Information given:

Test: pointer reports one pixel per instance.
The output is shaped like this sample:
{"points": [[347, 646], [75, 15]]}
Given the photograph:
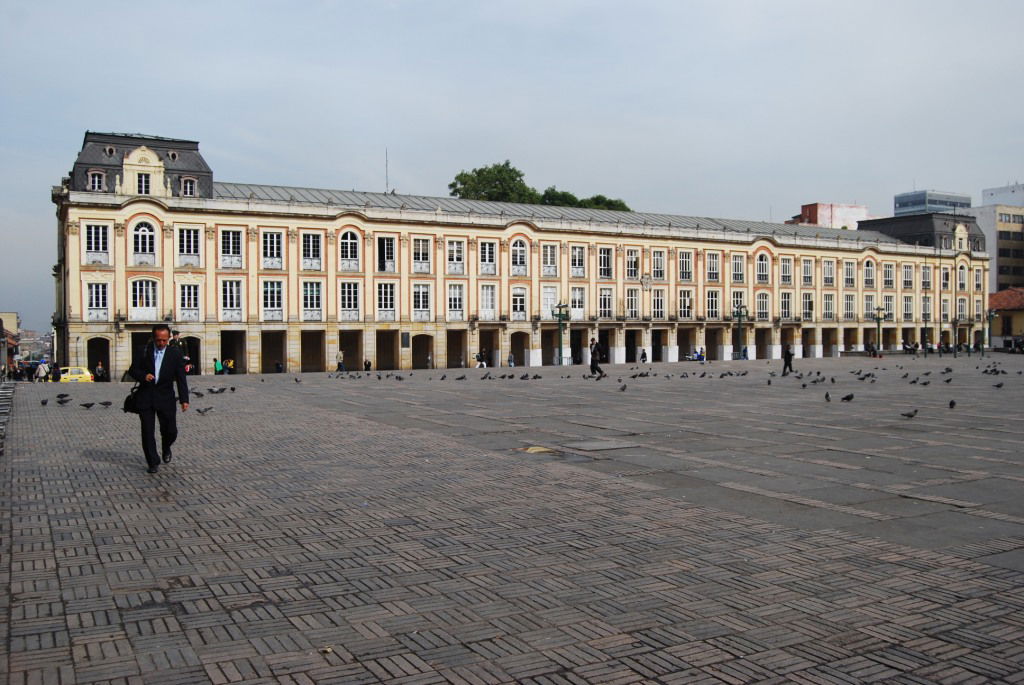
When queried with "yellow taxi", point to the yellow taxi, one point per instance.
{"points": [[75, 375]]}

Description of the task: Print every line of the material exactly as written, but drop the pictures.

Result:
Test: pointer reports one pixel per instance.
The output is shaped like this sample:
{"points": [[347, 646], [75, 15]]}
Given the photograph:
When queried with "yellow taxi", point to the yellow taxi, one point per instance.
{"points": [[75, 375]]}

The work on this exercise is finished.